Wherever "letter" occurs in the entries, copy the line that holds it.

Entries taken from a collection
╭──

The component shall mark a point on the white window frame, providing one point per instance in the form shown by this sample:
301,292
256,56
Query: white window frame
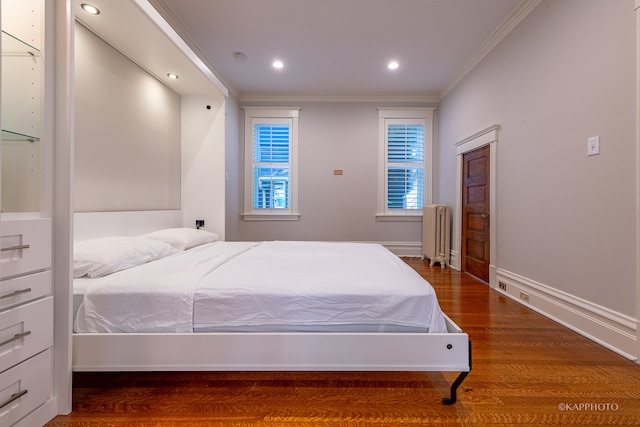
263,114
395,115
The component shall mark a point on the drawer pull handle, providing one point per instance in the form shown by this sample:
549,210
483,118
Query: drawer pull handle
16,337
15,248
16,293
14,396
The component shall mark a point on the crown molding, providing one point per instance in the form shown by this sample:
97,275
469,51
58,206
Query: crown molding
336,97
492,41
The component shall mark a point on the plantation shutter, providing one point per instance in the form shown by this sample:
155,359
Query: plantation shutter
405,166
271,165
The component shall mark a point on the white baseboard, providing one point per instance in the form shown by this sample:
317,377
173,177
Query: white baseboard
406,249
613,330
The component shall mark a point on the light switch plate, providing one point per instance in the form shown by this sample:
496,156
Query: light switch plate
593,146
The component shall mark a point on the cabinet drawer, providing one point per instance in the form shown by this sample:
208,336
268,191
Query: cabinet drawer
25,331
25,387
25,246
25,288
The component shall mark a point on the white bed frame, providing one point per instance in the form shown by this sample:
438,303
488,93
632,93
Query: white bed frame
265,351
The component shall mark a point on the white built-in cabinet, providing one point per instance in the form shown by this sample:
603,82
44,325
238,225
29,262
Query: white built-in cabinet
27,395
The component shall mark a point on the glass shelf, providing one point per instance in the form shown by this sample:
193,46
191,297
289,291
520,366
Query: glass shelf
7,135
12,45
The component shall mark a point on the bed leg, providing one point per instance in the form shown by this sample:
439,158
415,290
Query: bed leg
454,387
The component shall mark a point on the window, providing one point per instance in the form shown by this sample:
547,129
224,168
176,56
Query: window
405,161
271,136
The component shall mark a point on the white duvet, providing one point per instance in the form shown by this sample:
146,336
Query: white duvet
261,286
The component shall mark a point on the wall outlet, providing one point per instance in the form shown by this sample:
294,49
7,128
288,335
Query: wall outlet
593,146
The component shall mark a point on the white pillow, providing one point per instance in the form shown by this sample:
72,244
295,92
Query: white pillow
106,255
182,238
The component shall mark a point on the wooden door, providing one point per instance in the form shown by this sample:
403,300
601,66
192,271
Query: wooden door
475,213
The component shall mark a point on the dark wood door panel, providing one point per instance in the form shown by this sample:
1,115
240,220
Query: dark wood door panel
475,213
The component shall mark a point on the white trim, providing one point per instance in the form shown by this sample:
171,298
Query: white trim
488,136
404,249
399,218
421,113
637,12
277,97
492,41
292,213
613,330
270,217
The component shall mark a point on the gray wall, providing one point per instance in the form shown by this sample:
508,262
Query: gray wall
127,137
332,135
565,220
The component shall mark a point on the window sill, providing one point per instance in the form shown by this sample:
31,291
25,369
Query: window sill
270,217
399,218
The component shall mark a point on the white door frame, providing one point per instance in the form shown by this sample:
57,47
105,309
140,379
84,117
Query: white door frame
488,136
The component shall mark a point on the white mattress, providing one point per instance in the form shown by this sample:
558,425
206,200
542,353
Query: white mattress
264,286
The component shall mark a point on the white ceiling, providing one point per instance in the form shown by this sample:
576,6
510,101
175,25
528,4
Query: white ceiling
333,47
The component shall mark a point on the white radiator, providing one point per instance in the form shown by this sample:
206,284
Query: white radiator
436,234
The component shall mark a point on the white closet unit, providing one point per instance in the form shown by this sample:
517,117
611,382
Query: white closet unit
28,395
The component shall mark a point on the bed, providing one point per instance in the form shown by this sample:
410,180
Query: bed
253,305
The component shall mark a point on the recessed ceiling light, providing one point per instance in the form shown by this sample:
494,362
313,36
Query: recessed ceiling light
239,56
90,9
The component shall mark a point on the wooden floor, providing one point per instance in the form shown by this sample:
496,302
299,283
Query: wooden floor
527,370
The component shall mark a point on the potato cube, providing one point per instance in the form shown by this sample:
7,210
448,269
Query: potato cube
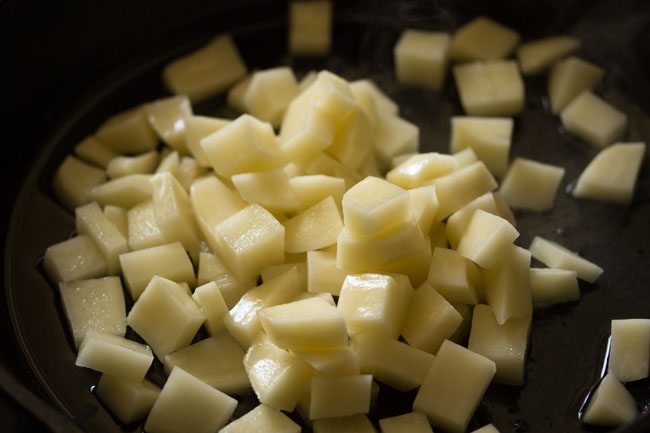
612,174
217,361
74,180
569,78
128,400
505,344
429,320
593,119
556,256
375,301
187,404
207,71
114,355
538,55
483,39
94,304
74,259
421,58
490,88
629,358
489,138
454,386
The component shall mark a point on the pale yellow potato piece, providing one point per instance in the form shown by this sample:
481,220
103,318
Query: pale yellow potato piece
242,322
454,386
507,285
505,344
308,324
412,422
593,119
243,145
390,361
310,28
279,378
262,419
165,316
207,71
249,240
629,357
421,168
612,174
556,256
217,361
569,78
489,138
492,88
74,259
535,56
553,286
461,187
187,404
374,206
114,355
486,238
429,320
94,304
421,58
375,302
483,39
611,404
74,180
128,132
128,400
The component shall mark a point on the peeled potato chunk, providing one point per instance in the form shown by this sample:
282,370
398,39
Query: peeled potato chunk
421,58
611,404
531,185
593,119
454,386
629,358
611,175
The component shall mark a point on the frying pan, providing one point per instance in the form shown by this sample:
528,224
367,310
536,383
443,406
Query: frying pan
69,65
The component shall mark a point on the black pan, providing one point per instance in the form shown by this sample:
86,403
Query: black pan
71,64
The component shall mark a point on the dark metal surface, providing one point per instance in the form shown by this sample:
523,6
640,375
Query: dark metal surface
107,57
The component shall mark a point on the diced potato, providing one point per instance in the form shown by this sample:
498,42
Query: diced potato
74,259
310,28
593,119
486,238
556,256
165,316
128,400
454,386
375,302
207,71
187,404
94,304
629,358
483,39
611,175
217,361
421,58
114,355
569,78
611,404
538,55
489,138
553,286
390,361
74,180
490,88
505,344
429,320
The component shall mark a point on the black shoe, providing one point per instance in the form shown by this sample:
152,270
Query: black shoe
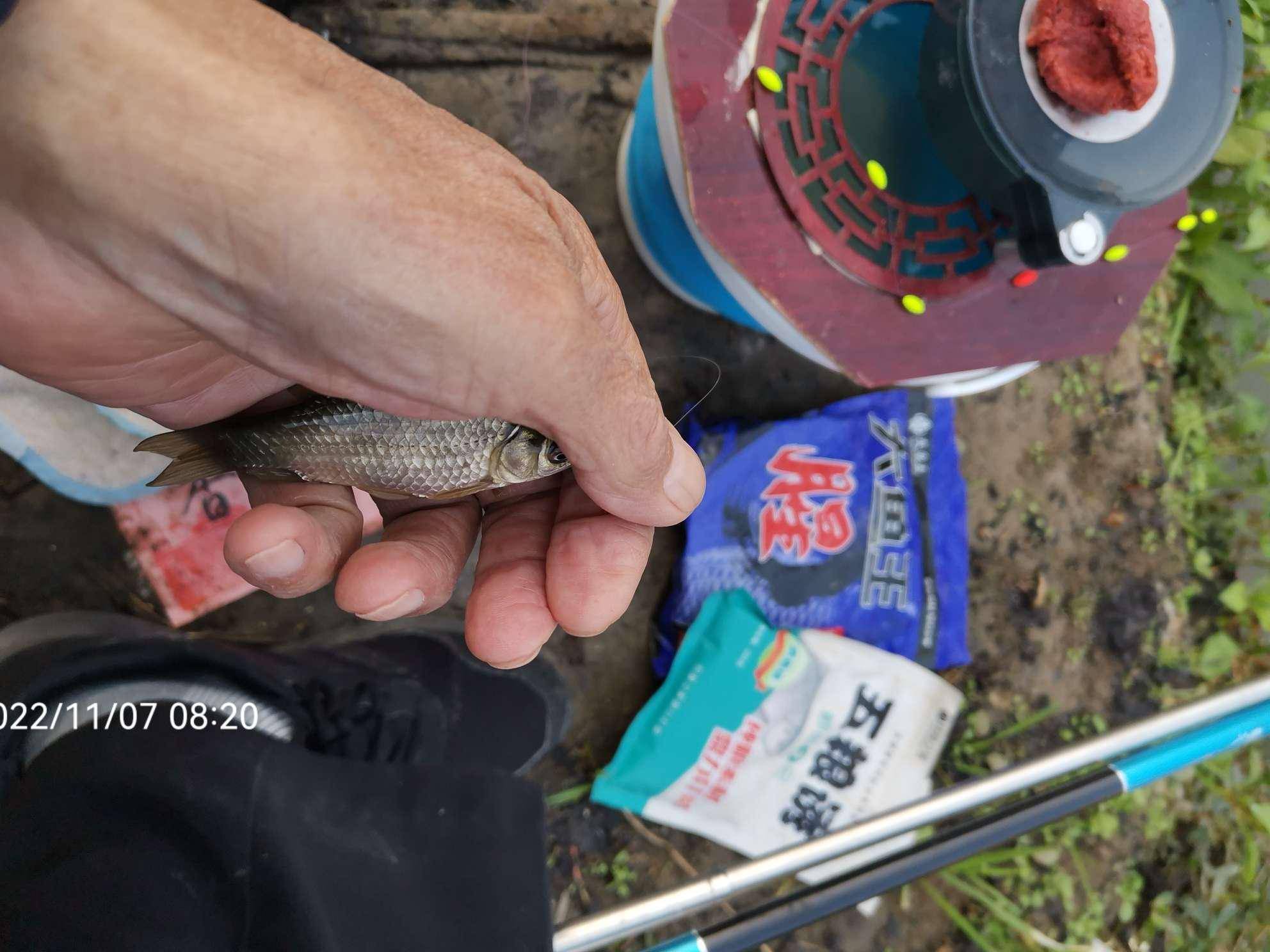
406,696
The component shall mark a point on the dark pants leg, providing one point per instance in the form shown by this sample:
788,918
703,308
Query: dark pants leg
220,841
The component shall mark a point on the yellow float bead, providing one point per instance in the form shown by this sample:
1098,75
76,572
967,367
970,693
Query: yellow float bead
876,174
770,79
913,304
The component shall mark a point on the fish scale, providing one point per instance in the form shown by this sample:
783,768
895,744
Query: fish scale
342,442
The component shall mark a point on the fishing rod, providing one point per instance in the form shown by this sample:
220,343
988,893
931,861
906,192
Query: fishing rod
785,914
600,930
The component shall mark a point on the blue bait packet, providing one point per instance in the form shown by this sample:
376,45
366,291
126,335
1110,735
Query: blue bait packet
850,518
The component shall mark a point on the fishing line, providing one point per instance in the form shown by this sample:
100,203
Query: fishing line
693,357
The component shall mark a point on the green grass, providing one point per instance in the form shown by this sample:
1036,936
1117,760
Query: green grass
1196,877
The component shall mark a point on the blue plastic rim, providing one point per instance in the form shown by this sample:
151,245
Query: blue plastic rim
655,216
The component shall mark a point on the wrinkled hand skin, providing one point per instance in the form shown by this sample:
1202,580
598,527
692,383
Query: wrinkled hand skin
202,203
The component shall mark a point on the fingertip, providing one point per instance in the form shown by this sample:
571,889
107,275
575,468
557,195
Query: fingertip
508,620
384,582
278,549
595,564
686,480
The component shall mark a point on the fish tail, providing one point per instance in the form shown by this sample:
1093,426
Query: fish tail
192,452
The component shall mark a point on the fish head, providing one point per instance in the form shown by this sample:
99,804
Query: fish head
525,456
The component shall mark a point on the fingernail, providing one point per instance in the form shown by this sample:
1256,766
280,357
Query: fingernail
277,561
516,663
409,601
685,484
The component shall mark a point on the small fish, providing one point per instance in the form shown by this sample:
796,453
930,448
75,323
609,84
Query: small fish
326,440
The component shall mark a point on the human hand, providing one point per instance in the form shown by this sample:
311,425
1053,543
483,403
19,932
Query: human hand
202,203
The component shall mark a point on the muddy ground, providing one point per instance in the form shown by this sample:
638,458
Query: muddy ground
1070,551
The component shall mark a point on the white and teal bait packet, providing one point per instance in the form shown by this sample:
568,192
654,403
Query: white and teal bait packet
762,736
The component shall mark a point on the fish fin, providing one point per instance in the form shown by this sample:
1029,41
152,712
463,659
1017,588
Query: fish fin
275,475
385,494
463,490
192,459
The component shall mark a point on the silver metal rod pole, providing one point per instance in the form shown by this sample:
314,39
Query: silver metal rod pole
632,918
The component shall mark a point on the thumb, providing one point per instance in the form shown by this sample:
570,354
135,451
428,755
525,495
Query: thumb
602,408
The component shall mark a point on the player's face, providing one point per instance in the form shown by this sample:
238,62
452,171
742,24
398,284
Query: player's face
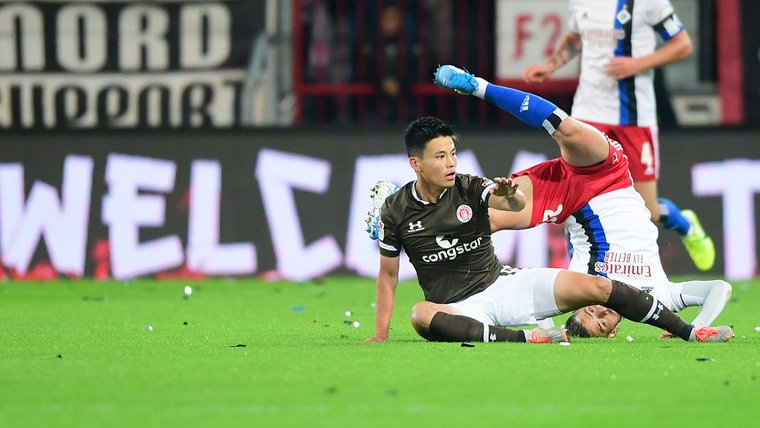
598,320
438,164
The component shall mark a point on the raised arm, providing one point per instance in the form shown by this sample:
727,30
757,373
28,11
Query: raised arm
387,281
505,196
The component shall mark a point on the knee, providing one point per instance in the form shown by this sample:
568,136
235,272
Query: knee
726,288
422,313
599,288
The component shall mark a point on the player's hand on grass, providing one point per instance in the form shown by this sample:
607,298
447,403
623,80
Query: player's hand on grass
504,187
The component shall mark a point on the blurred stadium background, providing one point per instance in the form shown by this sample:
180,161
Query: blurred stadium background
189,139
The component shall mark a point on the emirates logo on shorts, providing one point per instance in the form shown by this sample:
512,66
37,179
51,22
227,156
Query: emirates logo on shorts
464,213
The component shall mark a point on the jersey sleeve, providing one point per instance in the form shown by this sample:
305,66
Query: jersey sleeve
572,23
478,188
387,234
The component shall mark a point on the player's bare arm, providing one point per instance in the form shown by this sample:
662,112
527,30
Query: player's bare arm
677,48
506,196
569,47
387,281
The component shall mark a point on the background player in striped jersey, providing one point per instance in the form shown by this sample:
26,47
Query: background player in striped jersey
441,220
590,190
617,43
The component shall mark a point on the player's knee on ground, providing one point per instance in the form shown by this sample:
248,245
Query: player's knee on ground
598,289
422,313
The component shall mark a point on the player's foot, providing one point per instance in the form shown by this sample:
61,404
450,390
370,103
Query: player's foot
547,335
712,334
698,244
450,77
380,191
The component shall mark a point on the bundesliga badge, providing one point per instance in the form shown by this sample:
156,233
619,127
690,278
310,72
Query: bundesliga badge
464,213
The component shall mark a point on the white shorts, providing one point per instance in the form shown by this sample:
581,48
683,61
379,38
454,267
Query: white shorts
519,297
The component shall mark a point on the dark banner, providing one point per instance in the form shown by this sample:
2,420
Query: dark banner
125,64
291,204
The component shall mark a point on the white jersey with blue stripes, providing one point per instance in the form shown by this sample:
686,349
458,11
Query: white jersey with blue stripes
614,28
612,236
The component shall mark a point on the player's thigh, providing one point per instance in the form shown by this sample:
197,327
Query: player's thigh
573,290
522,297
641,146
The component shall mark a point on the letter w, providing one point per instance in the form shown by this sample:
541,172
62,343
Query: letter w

╰──

* **RESULT**:
The component shall mark a point on the letter w, providing one point per instance in the form shown by this sample:
Query: letter w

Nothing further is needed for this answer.